_Spatial localization data_.

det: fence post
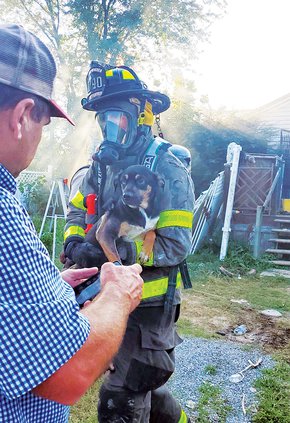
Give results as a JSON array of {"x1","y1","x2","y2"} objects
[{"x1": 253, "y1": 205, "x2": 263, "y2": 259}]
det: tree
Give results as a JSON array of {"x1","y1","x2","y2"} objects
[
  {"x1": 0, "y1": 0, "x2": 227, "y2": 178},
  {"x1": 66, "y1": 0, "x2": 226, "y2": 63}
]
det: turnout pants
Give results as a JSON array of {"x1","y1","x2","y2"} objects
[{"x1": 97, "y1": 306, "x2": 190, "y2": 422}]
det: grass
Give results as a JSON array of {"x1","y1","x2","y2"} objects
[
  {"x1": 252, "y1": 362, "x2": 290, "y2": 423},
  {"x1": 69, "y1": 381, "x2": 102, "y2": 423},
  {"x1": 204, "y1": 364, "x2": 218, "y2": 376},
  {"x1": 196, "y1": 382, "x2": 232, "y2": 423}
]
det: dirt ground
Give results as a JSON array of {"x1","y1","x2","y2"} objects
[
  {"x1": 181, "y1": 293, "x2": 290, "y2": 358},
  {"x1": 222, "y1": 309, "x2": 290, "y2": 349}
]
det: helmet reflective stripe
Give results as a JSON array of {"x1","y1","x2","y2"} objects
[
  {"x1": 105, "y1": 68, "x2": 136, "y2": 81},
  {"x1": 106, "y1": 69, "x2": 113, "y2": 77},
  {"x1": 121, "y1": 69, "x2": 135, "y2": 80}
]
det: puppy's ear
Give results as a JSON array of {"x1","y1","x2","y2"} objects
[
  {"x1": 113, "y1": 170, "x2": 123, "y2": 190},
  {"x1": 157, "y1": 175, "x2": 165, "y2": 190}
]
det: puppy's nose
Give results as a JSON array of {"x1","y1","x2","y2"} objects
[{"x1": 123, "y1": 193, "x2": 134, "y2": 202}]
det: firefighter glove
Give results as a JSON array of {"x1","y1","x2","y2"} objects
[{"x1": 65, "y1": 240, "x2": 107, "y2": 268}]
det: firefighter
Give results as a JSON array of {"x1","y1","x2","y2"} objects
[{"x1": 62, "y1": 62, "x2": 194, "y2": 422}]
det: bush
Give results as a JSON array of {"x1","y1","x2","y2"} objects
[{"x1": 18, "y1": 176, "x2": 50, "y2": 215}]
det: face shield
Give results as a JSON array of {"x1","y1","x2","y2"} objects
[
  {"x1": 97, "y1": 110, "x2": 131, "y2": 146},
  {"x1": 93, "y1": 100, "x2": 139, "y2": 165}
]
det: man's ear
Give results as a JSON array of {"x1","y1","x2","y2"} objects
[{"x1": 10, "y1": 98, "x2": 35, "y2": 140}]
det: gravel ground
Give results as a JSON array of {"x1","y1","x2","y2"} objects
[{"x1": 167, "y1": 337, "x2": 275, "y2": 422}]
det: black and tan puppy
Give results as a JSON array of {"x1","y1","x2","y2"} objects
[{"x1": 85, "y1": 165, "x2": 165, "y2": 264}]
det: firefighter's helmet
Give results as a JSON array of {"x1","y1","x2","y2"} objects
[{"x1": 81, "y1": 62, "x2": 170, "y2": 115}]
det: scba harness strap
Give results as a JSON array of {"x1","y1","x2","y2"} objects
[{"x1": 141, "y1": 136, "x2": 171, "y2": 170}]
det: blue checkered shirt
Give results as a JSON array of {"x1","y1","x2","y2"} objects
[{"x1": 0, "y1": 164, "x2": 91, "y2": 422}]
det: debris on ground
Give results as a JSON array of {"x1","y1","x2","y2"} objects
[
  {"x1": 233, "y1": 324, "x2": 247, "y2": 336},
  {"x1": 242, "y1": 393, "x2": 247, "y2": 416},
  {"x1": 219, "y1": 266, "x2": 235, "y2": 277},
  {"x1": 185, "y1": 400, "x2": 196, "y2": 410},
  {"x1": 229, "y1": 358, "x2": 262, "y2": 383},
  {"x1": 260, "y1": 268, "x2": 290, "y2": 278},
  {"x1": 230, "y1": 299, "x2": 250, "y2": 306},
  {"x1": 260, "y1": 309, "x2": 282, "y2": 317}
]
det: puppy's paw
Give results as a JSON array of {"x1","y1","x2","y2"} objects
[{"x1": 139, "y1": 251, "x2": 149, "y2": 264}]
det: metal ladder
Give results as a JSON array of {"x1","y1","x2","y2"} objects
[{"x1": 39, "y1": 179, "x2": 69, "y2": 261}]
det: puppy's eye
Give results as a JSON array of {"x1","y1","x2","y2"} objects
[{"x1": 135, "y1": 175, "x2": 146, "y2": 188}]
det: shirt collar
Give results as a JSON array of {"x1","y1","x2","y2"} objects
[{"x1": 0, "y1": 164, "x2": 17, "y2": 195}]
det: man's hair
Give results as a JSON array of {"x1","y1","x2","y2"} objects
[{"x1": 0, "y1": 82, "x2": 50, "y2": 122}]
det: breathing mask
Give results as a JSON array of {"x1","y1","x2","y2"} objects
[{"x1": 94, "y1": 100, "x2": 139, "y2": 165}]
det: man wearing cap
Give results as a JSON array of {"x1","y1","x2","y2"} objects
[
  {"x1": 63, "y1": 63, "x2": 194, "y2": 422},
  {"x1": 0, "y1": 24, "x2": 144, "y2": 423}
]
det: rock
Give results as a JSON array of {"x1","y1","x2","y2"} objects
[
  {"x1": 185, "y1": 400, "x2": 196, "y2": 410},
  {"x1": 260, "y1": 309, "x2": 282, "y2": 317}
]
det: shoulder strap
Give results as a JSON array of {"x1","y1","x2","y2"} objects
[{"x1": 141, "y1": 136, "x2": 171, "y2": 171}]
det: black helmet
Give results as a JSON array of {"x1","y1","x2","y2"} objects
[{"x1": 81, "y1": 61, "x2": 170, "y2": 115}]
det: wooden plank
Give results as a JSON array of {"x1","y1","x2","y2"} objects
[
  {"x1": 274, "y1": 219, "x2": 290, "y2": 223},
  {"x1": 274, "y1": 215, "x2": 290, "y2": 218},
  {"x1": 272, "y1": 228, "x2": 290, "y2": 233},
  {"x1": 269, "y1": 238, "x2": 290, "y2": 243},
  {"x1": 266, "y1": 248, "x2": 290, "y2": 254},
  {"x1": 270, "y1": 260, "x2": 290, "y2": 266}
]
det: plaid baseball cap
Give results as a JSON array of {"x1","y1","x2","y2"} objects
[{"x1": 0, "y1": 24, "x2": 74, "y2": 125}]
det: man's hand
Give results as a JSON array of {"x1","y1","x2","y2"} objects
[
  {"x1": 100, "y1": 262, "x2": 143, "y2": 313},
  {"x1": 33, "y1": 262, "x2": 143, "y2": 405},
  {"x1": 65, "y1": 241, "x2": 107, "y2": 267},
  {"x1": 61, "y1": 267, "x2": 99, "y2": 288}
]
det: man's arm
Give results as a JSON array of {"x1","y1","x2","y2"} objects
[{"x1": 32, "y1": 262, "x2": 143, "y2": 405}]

_Work to complete_.
Verbatim transcription needed, from the opening line of the entries above through the line containing "det: helmet reflective stripe"; pictures do not belong in it.

_Task answer_.
det: fence post
Give results as a JSON array of {"x1","y1","x2","y2"} objects
[{"x1": 253, "y1": 205, "x2": 263, "y2": 259}]
det: tree
Give results as a JSON array of {"x1","y1","x2","y2"} objects
[
  {"x1": 0, "y1": 0, "x2": 227, "y2": 178},
  {"x1": 66, "y1": 0, "x2": 226, "y2": 63}
]
det: turnout pants
Give results as a JSON array of {"x1","y1","x2","y2"} objects
[{"x1": 97, "y1": 306, "x2": 190, "y2": 422}]
det: grass
Give results as a JSON array of {"x1","y1","x2","y2"} objects
[
  {"x1": 252, "y1": 362, "x2": 290, "y2": 423},
  {"x1": 69, "y1": 381, "x2": 102, "y2": 423},
  {"x1": 204, "y1": 364, "x2": 218, "y2": 376},
  {"x1": 196, "y1": 382, "x2": 232, "y2": 423}
]
det: dirt ground
Give results as a JSON array of {"x1","y1","x2","y2"} objects
[
  {"x1": 181, "y1": 293, "x2": 290, "y2": 358},
  {"x1": 222, "y1": 309, "x2": 290, "y2": 349}
]
det: helmet reflective stripe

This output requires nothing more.